Provided data Start Marker

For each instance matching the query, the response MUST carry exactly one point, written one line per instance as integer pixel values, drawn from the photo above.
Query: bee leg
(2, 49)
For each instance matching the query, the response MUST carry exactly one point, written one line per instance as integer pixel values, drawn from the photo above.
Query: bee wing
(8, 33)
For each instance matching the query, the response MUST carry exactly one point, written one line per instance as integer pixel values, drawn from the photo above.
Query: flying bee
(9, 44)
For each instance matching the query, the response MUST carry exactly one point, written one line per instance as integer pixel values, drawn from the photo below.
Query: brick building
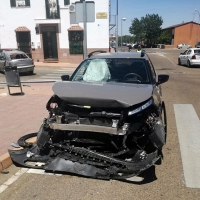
(188, 33)
(48, 30)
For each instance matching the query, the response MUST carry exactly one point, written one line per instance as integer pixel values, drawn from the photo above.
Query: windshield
(113, 70)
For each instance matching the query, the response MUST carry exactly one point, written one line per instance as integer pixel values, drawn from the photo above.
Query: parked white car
(184, 46)
(190, 57)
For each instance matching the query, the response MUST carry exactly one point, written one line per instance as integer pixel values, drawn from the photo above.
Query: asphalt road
(165, 181)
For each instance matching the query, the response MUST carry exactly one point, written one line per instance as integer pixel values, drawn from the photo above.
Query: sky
(172, 12)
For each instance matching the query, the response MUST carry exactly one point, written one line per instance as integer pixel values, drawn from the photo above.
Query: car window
(113, 70)
(153, 73)
(15, 56)
(2, 56)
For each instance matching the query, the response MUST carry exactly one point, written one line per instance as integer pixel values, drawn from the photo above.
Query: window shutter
(66, 2)
(13, 3)
(27, 2)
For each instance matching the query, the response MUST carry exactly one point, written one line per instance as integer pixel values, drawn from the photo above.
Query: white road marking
(11, 180)
(188, 127)
(41, 171)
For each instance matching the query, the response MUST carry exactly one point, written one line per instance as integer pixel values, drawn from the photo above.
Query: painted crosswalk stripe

Provided data End Marker

# [About this task]
Without changing a word, retype the data above and omit its pictures.

# [Answer to this problem]
For each instance matching the query, the response MUST carry exactly one point, written one line per instance as integer pixel values, drawn from the photo above.
Query: bee leg
(2, 49)
For each instance matching the query, the response MUST carry exactly one point, written one line per instance as integer pixel values, drawn from the photo above.
Query: bee wing
(8, 33)
For each instance matching the query, the response MUST carry exactly one point, written one line per instance as integer pixel values, drawn from the photo above.
Query: flying bee
(9, 44)
For each instance matching the query, the response MUST carry exactly one point, written one line per instance as integer pixel values, drawn from the photo below.
Query: brick building
(188, 33)
(48, 30)
For each instance matching the query, the response MUST carry exactly one point, written one line per instance as integer pixel values, drawn from the photo above.
Query: windshield
(113, 70)
For each instance matching the query, the response MUST carry exactly one point, written one line per instance as integer pixel values, drawn from the photo above.
Query: parked white car
(184, 46)
(190, 57)
For each instance matching the query, the response MUST carry exactly one point, written one line per instance as integer pixel values, drawn from the photo above.
Query: asphalt road
(165, 181)
For each instance matching the query, the response MUST carry exactly one point, written one line per instance as integer pixel values, drawn from the photo above.
Query: sky
(172, 12)
For each instance matching the query, the response MUST carry exactly one point, written one line per instance as integer pixel values, drawn from the photo above.
Query: car window
(113, 70)
(153, 73)
(15, 56)
(2, 56)
For each instance matching the query, the response MUST carry exactly one point, written one line per instance as integer pixel values, drawn from the photo above.
Query: window shutter
(66, 2)
(13, 3)
(27, 2)
For each instance matching the query, the response MUST carry exactly one point, written one line per instance as integer pixel values, drawn from the photo above.
Query: white road marking
(11, 180)
(188, 127)
(41, 171)
For each instance matching the query, the response MUST carry exactly one point, written one line per instance as integer pixel values, drawn from the photo above.
Query: painted crosswalk stripe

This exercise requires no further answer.